*EXERCISE DIRECTIONS:* Without a single alteration, write the listing out again.

*DATASET CONTENT:*
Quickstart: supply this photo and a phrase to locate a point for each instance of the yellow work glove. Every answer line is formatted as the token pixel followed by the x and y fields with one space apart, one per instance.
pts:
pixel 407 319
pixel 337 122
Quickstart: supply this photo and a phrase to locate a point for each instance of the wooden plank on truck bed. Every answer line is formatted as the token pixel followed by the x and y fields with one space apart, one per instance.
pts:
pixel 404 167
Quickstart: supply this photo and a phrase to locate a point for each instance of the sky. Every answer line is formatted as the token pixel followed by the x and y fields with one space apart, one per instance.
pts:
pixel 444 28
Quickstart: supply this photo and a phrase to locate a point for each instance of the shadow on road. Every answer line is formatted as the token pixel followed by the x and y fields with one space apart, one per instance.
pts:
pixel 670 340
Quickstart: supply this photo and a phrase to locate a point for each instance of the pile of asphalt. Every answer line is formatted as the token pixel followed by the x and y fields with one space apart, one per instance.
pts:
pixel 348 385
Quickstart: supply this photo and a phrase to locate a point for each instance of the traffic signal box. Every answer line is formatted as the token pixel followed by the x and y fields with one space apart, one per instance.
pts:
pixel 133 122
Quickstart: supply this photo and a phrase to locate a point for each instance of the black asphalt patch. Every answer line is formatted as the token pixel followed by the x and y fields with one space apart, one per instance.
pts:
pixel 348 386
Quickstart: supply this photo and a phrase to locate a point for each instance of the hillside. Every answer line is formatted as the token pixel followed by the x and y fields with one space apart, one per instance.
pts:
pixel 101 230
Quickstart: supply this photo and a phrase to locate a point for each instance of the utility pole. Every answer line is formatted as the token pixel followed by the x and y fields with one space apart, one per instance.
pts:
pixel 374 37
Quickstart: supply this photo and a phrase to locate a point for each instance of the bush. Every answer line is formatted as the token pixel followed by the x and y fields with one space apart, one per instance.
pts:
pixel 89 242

*THE ANSWER:*
Quickstart: supply this photo and a phrase to locate a point for each instance of the yellow work glove. Every answer line is formatted as the token pixel followed by the x and y fields with one space apart, one per instance.
pts:
pixel 407 319
pixel 337 122
Quickstart: supply this photo and a phrase to locate a point for each instance of the wooden plank on truck bed. Every answer line is formatted as the token pixel followed by the x and y fields with one space apart, one per instance.
pts:
pixel 404 167
Quickstart: supply this photo and a phrase to locate a point for each instance of the sky. Every answer line is formatted as the token pixel followed by the x and y fields with one space apart, one per instance.
pts:
pixel 444 28
Quickstart: supply this photo and a phrase to locate a point for each instance of the shadow on road. Every answer line is formatted as the token pixel followed by the x and y fields with one space apart, one per instance.
pts:
pixel 670 340
Quickstart: supply this photo and a phrase to locate a point for each instance of the pile of asphalt. Every answer line is formatted as the token pixel followed by the x and y fields with one space apart, one per instance.
pts:
pixel 348 385
Quickstart: supply this photo and a phrase to locate a point for each instance of the traffic signal box. Every answer line is formatted as the token pixel followed by the x and y fields with one space apart, one per instance.
pts:
pixel 133 122
Quickstart: supply this photo and a phrase to locate a point for each instance of the black asphalt patch. Every answer line is formatted as the token pixel followed by the x and y fields with one space apart, one per instance.
pts:
pixel 348 386
Quickstart: supply this photo and a phrase to locate a point for each instance of the hillside. Every answer line is formatted as the token pixel followed by the x and y fields with one space apart, one per instance.
pts:
pixel 101 230
Quickstart: supply this photo and a phrase to locate a point for each instance of the utility pole. Every answer line is formatted as the token pixel followed by the x and y fields with one space apart, one per instance.
pts:
pixel 374 37
Quickstart: supply this photo and a phrase to locate a point for each instance of the bush. Every answer line is formatted as the token pixel followed by the x and y fields with one space apart, one per instance.
pts:
pixel 89 242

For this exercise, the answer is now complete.